Pointing dataset excerpts>
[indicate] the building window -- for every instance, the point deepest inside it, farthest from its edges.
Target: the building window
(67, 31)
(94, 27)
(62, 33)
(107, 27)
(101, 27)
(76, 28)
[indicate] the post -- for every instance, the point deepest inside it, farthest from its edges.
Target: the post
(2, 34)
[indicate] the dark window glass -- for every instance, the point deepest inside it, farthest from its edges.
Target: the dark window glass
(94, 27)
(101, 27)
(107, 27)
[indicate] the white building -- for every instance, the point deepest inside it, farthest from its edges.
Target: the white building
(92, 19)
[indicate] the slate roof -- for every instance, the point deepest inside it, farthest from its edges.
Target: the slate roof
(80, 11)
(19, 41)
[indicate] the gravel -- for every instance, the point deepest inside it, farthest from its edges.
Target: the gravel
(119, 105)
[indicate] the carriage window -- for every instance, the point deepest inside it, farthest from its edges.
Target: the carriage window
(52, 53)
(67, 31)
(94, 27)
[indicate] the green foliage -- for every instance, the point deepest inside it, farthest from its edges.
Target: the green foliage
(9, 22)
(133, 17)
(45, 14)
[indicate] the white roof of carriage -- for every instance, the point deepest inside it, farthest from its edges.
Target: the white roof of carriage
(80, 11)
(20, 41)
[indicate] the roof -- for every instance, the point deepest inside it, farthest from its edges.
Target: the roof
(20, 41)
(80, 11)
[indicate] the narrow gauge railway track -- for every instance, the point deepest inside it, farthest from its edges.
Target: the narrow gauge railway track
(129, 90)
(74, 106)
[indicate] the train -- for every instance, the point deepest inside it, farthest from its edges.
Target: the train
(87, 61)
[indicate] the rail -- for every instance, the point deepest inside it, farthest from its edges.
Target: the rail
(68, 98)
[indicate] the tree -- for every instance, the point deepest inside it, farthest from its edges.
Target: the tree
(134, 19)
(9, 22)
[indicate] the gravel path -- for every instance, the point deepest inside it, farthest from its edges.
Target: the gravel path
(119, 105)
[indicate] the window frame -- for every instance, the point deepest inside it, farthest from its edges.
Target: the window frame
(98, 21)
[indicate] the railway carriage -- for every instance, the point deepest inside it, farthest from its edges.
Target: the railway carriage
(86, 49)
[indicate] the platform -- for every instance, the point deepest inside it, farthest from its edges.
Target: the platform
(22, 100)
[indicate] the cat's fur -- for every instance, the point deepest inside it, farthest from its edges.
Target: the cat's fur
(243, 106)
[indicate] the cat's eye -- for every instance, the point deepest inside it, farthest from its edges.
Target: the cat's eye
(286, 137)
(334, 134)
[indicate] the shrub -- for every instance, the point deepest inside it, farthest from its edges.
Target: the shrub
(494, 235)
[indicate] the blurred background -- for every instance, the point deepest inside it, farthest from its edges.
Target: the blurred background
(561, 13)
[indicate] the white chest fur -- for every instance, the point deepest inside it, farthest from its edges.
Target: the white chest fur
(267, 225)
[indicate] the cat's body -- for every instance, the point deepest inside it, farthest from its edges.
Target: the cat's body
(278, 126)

DIRECTIONS FOR THIS TASK> Update the part of the listing that opens with the line containing "[indicate] the rail -- for" and runs through the end of the listing, changing "shrub" to "bush" and keeping every other word the same. Give back only that part.

THE REPLY>
[indicate] the rail -- for every instance, the point deepest inside it, farthest from its edges.
Target: the rail
(68, 98)
[indicate] the tree -- for every instance, the point deepest inside it, farthest from its edges.
Target: the tree
(134, 19)
(9, 22)
[indicate] the gravel path -- for every instance, the point deepest inside it, farthest from its edges.
Target: the gravel path
(119, 105)
[indicate] the window frame -- for every instance, the point deepest inside it, farthest from its edges.
Target: the window frame
(98, 21)
[indicate] the railway carriage -- for every instance, the point deepest inside it, farthest from its edges.
Target: the railway carriage
(86, 49)
[indicate] the platform -- for every instance, the point deepest inside it, farthest from its edges.
Target: the platform
(22, 100)
[indicate] the cat's fur -- for every instance, the point deepest inside it, farthest from its edges.
Target: the cat's fur
(243, 106)
[indicate] the cat's eye -- for every instance, the point deepest inside it, farthest from its edges.
Target: the cat's eye
(286, 137)
(334, 134)
[indicate] the bush -- for every instance, the point deepest inside it, farthest from its edges.
Target: the bush
(494, 235)
[indicate] the blurred background -- for every instance, the point deepest inside it, farthest from its edges.
Target: the blurred background
(561, 13)
[indicate] the white chest fur -- for every instance, the point deepest inside it, farthest from its edges.
Target: the white chest fur
(267, 225)
[indicate] the cat's body -- for every instance, the point deepest inside it, farthest from its edges.
Target: the cat's body
(278, 126)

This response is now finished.